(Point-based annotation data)
——

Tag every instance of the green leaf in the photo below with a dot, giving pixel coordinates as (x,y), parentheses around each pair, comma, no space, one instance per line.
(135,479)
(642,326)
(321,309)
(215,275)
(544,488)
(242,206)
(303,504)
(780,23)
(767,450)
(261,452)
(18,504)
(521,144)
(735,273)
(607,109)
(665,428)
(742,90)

——

• [WHAT THE TASK ASKS] Rewrite every line in these rows as a numbered list, leaving out any blank lines.

• [TASK OUTPUT]
1. Tag every instance of the green leaf in the photo below with a dot, giving pixel coordinates as (x,y), parentheses around each pair, comma, no space, one instance per line.
2. (135,479)
3. (642,326)
4. (321,309)
5. (215,275)
6. (544,488)
7. (242,206)
8. (303,504)
9. (780,23)
10. (767,450)
11. (261,452)
12. (18,504)
13. (521,144)
14. (735,273)
15. (607,109)
16. (665,428)
17. (742,90)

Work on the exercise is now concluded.